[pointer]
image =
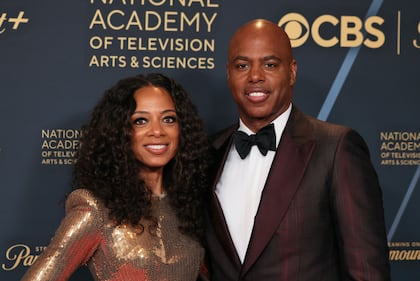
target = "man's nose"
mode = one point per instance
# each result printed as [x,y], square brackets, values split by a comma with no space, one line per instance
[256,74]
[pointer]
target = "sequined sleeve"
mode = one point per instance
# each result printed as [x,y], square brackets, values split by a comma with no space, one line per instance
[74,242]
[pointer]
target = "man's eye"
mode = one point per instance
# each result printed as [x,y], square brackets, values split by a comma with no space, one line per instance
[270,65]
[241,66]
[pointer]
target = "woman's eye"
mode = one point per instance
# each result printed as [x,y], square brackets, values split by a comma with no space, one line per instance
[139,121]
[170,119]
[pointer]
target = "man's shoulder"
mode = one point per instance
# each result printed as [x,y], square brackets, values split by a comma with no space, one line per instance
[220,137]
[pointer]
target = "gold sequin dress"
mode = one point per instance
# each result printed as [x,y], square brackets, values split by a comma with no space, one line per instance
[117,253]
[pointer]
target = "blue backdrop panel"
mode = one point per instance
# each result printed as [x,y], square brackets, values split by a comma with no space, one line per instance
[357,65]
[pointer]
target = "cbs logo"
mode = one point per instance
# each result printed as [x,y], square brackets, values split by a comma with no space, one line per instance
[350,31]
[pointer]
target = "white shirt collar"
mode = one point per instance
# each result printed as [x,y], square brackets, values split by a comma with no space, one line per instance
[279,124]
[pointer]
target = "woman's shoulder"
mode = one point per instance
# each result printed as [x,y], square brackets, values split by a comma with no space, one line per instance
[82,198]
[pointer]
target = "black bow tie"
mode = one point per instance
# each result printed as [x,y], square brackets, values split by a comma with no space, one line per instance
[265,139]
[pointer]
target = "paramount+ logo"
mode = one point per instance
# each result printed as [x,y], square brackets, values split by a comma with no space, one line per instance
[330,31]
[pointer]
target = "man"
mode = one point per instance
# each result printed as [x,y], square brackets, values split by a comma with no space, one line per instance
[309,206]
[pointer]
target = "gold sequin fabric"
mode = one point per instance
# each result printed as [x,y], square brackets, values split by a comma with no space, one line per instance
[86,235]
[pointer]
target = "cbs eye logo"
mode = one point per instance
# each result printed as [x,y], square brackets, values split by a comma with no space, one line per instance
[349,31]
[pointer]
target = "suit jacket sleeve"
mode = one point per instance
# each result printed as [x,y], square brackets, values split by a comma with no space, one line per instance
[358,212]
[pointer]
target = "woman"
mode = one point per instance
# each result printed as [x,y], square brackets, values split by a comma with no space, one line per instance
[137,211]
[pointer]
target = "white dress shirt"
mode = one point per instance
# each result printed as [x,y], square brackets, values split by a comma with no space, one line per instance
[241,184]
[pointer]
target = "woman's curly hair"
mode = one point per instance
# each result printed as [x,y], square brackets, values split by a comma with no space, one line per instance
[105,163]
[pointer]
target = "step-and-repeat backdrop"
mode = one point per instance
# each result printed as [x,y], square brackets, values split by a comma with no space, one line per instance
[358,65]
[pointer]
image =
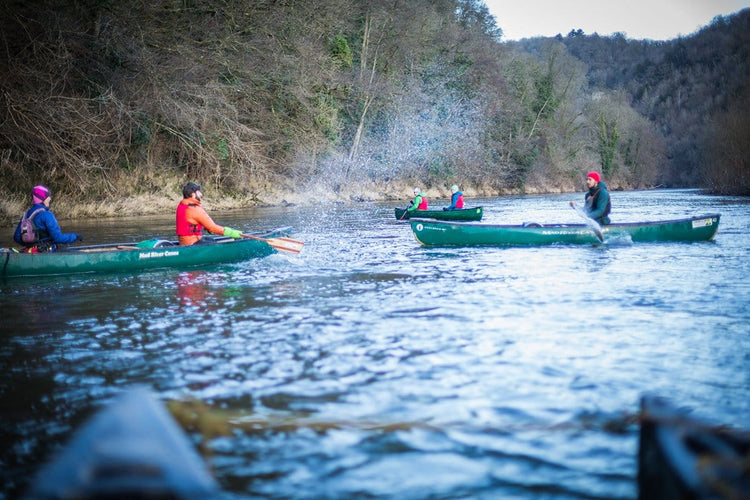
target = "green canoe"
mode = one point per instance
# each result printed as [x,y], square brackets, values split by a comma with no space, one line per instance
[132,257]
[436,233]
[464,214]
[132,448]
[680,457]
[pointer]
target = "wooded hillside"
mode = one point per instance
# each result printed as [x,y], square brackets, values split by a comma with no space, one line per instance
[261,99]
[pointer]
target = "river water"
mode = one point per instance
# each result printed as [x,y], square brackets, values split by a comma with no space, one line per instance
[369,366]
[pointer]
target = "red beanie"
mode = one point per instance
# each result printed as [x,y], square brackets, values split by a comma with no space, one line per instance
[40,193]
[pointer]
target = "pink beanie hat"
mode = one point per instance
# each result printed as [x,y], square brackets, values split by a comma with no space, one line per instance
[40,193]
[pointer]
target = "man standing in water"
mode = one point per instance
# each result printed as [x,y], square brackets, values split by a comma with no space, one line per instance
[598,205]
[192,218]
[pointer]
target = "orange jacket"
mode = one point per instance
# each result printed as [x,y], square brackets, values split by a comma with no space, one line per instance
[190,220]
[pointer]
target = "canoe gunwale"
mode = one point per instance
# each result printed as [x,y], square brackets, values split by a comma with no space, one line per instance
[461,214]
[128,257]
[433,233]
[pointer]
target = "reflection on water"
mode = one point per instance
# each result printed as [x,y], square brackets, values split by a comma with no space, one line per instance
[369,366]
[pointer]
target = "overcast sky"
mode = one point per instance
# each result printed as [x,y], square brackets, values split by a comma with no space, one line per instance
[638,19]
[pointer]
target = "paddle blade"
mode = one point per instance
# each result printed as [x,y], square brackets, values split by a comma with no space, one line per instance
[286,244]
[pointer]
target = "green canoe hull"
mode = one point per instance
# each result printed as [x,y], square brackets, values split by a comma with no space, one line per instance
[132,448]
[435,233]
[129,258]
[463,214]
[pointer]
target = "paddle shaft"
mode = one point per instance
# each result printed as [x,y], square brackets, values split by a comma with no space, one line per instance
[282,244]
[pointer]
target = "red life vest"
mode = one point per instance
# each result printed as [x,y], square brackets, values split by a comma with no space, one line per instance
[185,228]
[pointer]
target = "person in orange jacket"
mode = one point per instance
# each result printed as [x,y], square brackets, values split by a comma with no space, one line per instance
[191,218]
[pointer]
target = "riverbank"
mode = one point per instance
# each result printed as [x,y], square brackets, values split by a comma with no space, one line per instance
[70,207]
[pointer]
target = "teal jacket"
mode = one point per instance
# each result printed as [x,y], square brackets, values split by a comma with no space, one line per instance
[598,204]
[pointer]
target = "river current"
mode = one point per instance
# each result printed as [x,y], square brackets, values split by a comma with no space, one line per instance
[368,366]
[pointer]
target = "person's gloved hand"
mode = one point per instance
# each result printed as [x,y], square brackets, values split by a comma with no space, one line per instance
[232,233]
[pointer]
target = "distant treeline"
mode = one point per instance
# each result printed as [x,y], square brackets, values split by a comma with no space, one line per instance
[109,99]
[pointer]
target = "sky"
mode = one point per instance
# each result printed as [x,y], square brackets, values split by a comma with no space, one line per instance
[637,19]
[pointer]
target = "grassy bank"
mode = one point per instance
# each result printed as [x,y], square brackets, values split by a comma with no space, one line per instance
[68,206]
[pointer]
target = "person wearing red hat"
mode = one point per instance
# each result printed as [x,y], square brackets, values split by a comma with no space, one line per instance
[597,202]
[47,234]
[191,218]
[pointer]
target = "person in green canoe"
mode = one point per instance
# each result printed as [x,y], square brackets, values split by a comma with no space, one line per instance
[457,199]
[191,218]
[597,202]
[419,202]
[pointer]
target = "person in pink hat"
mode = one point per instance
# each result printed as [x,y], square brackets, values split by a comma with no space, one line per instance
[598,204]
[46,234]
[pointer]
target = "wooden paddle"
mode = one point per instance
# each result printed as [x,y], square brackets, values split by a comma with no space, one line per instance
[589,221]
[281,243]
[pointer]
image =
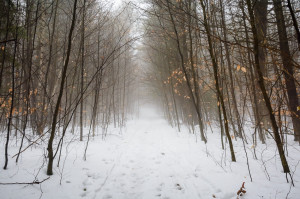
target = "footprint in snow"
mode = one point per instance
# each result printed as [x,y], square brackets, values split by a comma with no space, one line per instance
[178,187]
[107,197]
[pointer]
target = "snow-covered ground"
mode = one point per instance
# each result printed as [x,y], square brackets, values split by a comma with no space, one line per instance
[151,160]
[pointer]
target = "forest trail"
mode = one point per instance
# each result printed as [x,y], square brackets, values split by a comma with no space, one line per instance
[148,159]
[153,160]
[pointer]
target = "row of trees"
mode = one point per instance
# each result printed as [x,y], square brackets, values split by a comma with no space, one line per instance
[231,62]
[63,64]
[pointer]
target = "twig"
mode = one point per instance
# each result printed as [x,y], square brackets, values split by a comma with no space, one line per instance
[25,183]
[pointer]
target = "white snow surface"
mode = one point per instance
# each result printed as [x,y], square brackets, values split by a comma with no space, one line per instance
[150,160]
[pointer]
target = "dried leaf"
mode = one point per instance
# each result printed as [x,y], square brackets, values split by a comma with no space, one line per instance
[244,69]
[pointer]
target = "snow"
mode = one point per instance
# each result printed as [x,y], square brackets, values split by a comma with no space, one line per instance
[147,160]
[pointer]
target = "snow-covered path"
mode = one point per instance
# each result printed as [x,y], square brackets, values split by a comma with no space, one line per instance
[153,161]
[148,160]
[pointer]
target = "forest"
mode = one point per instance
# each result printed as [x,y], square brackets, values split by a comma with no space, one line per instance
[149,99]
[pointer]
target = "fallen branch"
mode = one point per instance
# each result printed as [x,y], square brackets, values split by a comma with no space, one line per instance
[26,183]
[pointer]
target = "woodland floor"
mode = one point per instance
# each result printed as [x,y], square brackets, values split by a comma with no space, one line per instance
[147,160]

....

Keep only the lines of the records above that contain the string "dress", matching case exactly.

RESULT OF THE EXERCISE:
target = "gold sequin dress"
target = "white dress shirt"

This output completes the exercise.